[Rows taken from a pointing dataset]
——————

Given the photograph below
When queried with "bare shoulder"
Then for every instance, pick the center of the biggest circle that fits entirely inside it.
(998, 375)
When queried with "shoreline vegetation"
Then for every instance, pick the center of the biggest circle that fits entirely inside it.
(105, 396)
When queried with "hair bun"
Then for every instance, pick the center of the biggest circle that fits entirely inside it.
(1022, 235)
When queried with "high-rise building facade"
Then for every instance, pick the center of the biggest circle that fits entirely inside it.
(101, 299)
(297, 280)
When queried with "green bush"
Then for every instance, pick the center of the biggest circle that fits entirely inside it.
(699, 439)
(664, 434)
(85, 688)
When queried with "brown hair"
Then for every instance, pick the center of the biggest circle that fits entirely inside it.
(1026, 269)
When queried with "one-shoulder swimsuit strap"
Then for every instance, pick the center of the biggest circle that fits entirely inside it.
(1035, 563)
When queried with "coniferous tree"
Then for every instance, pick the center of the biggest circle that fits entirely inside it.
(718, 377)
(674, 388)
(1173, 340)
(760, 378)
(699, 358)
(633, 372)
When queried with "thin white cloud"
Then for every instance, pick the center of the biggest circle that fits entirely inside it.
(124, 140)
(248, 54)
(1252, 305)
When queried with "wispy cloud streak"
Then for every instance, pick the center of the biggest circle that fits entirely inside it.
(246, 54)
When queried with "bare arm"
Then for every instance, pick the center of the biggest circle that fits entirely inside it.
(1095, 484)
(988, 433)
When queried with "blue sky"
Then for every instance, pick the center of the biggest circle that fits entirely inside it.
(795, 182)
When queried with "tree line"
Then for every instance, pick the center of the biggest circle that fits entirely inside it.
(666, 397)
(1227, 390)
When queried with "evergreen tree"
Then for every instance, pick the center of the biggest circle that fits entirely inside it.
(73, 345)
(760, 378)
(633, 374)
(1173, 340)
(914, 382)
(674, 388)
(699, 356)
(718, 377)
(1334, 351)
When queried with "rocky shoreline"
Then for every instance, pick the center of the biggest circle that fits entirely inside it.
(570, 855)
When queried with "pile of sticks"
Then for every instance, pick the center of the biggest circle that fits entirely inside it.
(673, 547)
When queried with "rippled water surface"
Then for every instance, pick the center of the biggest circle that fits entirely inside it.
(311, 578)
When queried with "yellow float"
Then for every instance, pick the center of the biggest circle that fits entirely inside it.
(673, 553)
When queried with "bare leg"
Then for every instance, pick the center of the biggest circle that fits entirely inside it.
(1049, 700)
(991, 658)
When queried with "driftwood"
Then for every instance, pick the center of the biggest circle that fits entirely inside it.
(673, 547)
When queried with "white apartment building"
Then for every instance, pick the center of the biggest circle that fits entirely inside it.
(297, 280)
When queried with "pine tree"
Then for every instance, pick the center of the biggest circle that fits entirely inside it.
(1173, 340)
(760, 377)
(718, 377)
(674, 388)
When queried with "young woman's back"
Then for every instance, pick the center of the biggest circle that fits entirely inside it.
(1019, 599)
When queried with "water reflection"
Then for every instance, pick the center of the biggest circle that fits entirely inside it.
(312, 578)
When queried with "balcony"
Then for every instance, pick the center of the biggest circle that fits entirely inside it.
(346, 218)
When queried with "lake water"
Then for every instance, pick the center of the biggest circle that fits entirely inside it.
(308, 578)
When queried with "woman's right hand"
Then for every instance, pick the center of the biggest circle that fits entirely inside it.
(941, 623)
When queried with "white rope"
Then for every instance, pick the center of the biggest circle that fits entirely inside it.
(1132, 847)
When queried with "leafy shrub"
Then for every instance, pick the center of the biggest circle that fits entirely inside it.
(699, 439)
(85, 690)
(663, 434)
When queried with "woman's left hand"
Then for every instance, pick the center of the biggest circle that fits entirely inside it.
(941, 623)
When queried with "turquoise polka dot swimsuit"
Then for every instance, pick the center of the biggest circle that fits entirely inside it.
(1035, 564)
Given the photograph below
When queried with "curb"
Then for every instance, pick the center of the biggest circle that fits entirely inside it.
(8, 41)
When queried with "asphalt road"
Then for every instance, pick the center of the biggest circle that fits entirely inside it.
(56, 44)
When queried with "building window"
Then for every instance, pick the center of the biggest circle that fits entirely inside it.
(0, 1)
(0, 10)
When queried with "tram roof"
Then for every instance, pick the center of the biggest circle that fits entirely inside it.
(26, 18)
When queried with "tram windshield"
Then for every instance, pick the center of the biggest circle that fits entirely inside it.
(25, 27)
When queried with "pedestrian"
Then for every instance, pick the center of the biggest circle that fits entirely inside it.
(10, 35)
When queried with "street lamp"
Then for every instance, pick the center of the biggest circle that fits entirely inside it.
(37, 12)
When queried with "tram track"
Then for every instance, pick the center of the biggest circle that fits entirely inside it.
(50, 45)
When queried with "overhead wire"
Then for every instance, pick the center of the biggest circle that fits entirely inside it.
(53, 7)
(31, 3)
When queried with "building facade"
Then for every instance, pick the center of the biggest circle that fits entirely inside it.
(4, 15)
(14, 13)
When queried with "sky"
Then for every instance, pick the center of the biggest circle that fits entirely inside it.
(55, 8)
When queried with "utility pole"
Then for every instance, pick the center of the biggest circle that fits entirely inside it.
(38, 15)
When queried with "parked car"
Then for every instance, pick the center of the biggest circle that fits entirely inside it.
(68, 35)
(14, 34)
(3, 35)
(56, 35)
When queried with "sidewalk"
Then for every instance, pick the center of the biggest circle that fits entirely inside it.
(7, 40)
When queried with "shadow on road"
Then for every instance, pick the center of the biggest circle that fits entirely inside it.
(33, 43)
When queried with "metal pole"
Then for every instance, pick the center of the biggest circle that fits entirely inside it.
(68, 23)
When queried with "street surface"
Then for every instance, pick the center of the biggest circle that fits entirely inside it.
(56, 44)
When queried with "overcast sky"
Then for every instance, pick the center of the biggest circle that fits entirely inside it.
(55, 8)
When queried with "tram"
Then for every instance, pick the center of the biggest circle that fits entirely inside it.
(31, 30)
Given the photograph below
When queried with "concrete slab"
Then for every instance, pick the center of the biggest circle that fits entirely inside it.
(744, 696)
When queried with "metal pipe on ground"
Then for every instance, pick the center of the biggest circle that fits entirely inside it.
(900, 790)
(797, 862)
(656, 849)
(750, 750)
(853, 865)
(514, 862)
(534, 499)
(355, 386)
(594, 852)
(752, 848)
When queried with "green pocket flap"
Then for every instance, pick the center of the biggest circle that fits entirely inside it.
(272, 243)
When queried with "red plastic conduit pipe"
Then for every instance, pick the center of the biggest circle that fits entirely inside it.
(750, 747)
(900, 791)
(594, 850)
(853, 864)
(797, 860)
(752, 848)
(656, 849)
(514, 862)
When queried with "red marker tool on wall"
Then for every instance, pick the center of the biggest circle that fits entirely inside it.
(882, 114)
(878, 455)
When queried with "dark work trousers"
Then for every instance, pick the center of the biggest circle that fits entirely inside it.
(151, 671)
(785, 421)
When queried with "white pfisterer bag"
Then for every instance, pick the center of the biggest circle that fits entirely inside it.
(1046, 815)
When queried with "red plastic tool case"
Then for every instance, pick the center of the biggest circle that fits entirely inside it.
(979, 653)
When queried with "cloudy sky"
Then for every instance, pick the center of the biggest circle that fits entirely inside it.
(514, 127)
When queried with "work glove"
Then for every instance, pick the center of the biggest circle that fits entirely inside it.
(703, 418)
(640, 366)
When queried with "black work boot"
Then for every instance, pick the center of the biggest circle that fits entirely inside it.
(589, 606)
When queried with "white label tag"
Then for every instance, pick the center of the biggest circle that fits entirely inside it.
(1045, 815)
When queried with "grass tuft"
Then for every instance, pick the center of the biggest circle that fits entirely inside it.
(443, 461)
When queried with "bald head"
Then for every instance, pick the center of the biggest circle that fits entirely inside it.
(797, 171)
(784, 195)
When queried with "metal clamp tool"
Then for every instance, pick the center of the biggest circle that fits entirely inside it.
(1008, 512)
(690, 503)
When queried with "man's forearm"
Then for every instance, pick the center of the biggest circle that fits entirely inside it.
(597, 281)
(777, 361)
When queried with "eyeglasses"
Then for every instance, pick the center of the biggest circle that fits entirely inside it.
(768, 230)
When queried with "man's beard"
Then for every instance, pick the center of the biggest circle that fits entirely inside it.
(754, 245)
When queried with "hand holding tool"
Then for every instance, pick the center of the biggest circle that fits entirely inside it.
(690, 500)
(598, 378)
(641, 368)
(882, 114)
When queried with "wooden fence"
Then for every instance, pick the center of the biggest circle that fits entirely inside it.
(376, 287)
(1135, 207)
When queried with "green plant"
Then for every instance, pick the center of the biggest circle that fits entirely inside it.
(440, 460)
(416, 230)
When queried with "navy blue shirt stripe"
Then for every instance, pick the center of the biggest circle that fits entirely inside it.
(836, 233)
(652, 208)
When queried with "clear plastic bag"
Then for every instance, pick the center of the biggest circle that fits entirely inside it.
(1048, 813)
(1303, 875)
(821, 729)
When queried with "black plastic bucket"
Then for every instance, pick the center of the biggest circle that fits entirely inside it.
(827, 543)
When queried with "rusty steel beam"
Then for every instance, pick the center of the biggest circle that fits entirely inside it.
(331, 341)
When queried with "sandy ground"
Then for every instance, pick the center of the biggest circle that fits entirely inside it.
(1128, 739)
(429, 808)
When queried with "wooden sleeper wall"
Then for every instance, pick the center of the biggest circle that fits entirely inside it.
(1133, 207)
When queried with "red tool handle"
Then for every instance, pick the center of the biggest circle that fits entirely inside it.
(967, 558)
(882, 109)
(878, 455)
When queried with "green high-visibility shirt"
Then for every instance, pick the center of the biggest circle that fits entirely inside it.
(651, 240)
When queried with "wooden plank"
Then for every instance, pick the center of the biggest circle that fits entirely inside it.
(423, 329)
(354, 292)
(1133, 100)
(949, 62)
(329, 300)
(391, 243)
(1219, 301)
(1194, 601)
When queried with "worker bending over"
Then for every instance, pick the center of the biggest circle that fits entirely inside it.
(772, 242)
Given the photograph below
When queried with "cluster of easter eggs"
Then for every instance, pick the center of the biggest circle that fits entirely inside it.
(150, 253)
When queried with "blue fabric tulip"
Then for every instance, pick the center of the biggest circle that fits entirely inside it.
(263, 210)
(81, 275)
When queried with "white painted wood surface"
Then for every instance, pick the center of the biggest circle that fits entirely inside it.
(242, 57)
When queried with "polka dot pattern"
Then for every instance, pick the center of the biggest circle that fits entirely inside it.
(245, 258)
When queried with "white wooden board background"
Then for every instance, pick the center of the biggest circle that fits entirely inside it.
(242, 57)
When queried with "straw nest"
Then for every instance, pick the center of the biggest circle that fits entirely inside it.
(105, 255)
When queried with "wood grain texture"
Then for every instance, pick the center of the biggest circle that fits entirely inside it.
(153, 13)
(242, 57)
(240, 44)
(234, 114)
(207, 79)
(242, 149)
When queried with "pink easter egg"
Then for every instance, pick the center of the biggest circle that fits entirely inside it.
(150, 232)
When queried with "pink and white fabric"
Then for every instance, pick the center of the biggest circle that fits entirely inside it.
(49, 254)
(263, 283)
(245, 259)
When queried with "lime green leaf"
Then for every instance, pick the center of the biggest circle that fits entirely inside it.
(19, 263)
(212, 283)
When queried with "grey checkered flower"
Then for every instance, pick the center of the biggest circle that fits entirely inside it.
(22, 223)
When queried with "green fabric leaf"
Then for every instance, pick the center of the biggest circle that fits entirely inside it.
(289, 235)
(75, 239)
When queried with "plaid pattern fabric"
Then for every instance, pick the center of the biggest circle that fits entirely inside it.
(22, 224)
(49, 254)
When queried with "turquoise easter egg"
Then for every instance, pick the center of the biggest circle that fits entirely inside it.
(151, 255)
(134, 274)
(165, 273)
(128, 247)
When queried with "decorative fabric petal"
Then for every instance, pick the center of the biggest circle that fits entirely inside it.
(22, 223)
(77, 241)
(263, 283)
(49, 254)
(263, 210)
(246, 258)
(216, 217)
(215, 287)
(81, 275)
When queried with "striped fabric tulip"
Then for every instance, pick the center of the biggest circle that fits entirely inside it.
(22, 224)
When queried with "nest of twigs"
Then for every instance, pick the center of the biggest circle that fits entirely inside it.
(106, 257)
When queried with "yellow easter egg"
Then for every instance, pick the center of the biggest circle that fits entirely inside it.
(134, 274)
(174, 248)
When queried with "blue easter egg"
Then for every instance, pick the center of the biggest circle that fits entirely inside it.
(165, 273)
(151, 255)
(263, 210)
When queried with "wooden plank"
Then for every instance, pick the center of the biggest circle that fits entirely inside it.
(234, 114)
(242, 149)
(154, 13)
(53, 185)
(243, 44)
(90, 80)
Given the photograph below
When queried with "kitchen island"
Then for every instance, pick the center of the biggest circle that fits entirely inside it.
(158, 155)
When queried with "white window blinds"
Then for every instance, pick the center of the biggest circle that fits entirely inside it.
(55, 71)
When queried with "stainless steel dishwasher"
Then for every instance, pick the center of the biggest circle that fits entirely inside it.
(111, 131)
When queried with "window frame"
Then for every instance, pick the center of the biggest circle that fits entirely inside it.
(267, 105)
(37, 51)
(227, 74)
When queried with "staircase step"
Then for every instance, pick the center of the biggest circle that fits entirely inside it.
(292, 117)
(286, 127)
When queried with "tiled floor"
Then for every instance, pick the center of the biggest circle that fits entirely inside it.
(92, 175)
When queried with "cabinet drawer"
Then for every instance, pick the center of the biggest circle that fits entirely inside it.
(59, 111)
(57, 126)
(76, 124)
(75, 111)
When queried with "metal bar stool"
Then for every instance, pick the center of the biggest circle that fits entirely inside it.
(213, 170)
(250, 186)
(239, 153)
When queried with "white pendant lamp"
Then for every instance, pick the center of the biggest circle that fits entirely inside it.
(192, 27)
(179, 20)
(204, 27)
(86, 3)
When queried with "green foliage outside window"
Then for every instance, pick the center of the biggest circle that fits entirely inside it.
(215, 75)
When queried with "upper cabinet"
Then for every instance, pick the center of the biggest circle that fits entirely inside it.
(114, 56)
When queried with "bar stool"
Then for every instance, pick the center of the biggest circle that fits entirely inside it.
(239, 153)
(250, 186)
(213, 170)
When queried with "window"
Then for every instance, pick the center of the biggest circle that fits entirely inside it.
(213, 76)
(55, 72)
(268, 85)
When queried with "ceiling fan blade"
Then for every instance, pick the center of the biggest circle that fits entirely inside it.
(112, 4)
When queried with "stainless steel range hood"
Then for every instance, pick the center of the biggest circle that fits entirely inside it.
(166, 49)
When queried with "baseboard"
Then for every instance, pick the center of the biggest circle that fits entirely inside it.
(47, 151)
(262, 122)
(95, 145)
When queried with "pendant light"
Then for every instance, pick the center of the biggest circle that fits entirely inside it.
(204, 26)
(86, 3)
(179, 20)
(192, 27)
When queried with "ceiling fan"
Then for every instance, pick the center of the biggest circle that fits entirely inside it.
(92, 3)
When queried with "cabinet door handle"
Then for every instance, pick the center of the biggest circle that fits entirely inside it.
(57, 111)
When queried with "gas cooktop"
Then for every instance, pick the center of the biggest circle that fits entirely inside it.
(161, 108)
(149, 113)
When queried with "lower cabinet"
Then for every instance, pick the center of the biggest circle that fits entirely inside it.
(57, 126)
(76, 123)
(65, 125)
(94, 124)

——————

| Directions for this task |
Reproduce the material verbatim, beginning at its first line and ending after the line that contains "(1026, 269)".

| Solution to the problem |
Given the photograph below
When queried with "bare shoulder"
Then for every instance, pick the center of the biggest circle that fits entirely inside it.
(998, 375)
When queried with "shoreline vegetation"
Then for every instance, pick the center of the biggest circle that fits entirely inside it.
(105, 396)
When queried with "hair bun"
Then for every instance, pick the center of the biggest circle that fits entirely inside it.
(1022, 235)
When queried with "high-rise building facade"
Then for every instance, pick the center of the biggest circle that fits entirely inside it.
(101, 299)
(297, 280)
When queried with "green bush"
Then for every instance, pick the center of the biggest circle that fits entirely inside it.
(699, 439)
(664, 434)
(85, 688)
When queried with "brown hair"
Then for every instance, pick the center of the biggest circle that fits entirely inside it.
(1026, 269)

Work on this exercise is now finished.